• [TEXT EXCERPT]
__________
Christine E. Kaestle, MSPH; Carolyn Tucker Halpern, PhD

Arch Pediatr Adolesc Med. 2005;159:849-853.

Objective  To explore the influence of preexisting social ties between romantic partners (ie, knowing the partner as a friend or acquaintance before a relationship was considered "romantic" by the adolescent) on sexual risk behaviors among adolescents.

Design, Setting, and Participants  By using data from 6658 adolescents from Wave II of the National Longitudinal Study of Adolescent Health, we examined associations between preromantic social ties between partners and several sexual risk behaviors using logistic regression analyses.

Main Outcome Measures  Whether the couple had intercourse, and if they did have intercourse, whether the couple talked about contraception or sexually transmitted infections and whether one of them used some method of birth control every time they had sexual intercourse.
__________
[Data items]
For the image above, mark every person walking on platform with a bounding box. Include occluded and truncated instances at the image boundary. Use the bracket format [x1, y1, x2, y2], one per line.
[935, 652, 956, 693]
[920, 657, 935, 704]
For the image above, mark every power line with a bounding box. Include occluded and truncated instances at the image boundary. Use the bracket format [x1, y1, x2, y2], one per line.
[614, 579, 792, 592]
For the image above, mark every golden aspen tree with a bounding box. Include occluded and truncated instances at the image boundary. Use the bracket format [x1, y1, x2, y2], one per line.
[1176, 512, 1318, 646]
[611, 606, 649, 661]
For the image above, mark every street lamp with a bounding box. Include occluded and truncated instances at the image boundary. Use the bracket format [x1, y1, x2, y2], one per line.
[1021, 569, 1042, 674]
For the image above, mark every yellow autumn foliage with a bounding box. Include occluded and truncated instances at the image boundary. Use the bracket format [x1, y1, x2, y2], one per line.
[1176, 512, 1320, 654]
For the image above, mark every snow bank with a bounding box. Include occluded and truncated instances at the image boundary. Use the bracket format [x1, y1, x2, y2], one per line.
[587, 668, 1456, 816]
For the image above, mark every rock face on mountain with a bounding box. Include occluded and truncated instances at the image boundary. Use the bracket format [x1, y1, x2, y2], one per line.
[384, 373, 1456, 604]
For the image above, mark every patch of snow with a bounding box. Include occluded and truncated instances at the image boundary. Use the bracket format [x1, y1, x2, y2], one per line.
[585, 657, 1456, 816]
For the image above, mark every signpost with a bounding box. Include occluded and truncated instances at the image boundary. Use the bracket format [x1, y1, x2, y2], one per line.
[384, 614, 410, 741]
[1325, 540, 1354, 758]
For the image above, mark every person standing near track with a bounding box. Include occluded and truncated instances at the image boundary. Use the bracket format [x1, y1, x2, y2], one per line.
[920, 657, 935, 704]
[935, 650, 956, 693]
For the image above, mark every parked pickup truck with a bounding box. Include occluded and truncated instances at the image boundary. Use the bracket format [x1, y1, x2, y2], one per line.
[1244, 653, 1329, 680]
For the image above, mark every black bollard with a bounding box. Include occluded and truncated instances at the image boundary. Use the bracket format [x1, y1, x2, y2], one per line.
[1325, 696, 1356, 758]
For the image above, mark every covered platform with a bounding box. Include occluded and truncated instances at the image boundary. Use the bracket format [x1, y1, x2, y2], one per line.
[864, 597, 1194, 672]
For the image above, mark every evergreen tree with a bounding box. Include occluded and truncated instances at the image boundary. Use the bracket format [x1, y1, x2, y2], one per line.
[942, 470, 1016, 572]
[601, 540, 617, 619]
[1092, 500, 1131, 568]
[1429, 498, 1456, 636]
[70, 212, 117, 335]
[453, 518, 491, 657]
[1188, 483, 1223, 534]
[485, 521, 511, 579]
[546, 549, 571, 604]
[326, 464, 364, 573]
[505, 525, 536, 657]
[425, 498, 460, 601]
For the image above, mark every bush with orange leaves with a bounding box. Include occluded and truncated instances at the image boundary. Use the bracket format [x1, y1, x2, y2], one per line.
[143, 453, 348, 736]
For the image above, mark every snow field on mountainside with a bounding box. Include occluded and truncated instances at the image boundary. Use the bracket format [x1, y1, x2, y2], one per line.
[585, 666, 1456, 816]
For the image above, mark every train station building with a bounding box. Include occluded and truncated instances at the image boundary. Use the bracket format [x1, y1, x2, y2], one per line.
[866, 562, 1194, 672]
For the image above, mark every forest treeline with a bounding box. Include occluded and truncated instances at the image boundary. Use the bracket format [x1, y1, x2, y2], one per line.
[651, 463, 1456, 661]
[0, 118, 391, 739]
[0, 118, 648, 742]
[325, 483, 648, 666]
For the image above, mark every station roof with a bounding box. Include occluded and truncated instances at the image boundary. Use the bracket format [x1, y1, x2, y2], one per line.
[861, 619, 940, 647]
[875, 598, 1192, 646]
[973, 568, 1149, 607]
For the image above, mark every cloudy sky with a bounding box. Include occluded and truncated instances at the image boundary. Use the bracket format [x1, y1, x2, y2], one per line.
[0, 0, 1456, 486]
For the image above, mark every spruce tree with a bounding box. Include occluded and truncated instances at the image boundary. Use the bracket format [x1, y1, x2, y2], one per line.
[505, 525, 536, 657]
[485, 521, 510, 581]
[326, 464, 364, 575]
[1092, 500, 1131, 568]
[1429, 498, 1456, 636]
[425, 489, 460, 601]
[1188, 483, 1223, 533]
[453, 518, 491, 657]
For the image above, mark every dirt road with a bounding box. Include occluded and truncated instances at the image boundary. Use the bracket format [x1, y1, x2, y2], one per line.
__________
• [YOUR OBJECTIVE] Give every section heading that appears in the text about adolescent romantic partners and sexual risk behaviors. The data items are not needed.

• [YOUR SOLUTION]
Objective
Design, Setting, and Participants
Main Outcome Measures